Entwickelt wurde Rück(g)rat von der Landesvereinigung für Gesundheitsförderung in Kooperation mit der Unfallkasse und der Techniker Krankenkasse in Schleswig-Holstein. Im Rahmen des Modellprojektes wurde Rückgrat in vier Kindertagesstätten durchgeführt und anschießend in Schleswig-Holstein verbreitet. Im Jahr 2009 erfolgte die Übertragung auf den Grundschulbereich und 2010 wurde das Projekt Rück(g)rat- Ergonomie und Bewegung auch in einer Berufsschule durchgeführt.
Die Evaluation hat gezeigt, dass es sich um ein effizientes Konzept handelt, das besonders auch sozial benachteiligte Kinder und Familien durch Angebote in Stadtteilen mit besonderem Entwicklungsbedarf gut erreichen kann.
Dokumente zur Darstellung des Angebotes
Kontakt
Frau Dorothea Wilken-Nöldeke
Seekoppelweg 5a
24113 Kiel (Schleswig-Holstein)
Telefon: 0431 - 71 03 87 - 23
E-Mail: wilken-noeldeke(at)lvgfsh.de
Website: https://lvgfsh.de/gesund-aufwachsen/servicebuero-kita/rueckgrat/
Weitere Ansprechperson
Frau Sabine Hoffmann-Steuernagel
Flämische Straße 6-10
24103 Kiel (Schleswig-Holstein)
Telefon: 0431 / 94294
E-Mail: hoffmann-steuernagel(at)lvgfsh.de
Projektträger
Landesvereinigung für Gesundheitsförderung in Schleswig-Holstein e.V.

● AUFGABEN ZUR ÜBUNG:
a. Schreiben Sie aus dem Textauszug über das Projekt Rück(g)rat den Abschnitt ab, der mit „Die Evaluation hat“ beginnt und mit „24103 Kiel (Schleswig-Holstein)“ endet.
b. Fassen Sie den Textauszug über das Projekt Rück(g)rat in zwei Sätzen zusammen.
c. In welchem Jahr erfolgte laut dem Textauszug über das Projekt Rück(g)rat die Übertragung auf den Grundschulbereich?
Das Material entstammt einer anderen Quelle als der Textauszug.

● DAS MATERIAL:

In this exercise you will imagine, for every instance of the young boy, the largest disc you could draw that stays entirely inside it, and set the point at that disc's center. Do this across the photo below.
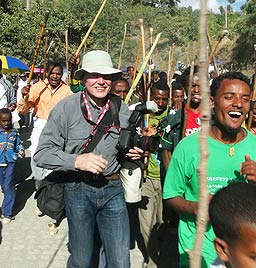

● DIE LÖSUNGEN:
a.
Die Evaluation hat gezeigt, dass es sich um ein effizientes Konzept handelt, das besonders auch sozial benachteiligte Kinder und Familien durch Angebote in Stadtteilen mit besonderem Entwicklungsbedarf gut erreichen kann.
Dokumente zur Darstellung des Angebotes
Kontakt
Frau Dorothea Wilken-Nöldeke
Seekoppelweg 5a
24113 Kiel (Schleswig-Holstein)
Telefon: 0431 - 71 03 87 - 23
E-Mail: wilken-noeldeke(at)lvgfsh.de
Website: https://lvgfsh.de/gesund-aufwachsen/servicebuero-kita/rueckgrat/
Weitere Ansprechperson
Frau Sabine Hoffmann-Steuernagel
Flämische Straße 6-10
24103 Kiel (Schleswig-Holstein)

b. Das Projekt Rück(g)rat wurde von der Landesvereinigung für Gesundheitsförderung in Kooperation mit der Unfallkasse und der Techniker Krankenkasse in Schleswig-Holstein entwickelt und zunächst als Modellprojekt in vier Kindertagesstätten durchgeführt. Im Jahr 2009 wurde es auf den Grundschulbereich und 2010 auf eine Berufsschule übertragen, wobei die Evaluation es als effizientes Konzept ausweist, das besonders auch sozial benachteiligte Kinder und Familien gut erreichen kann.

c. Im Jahr 2009.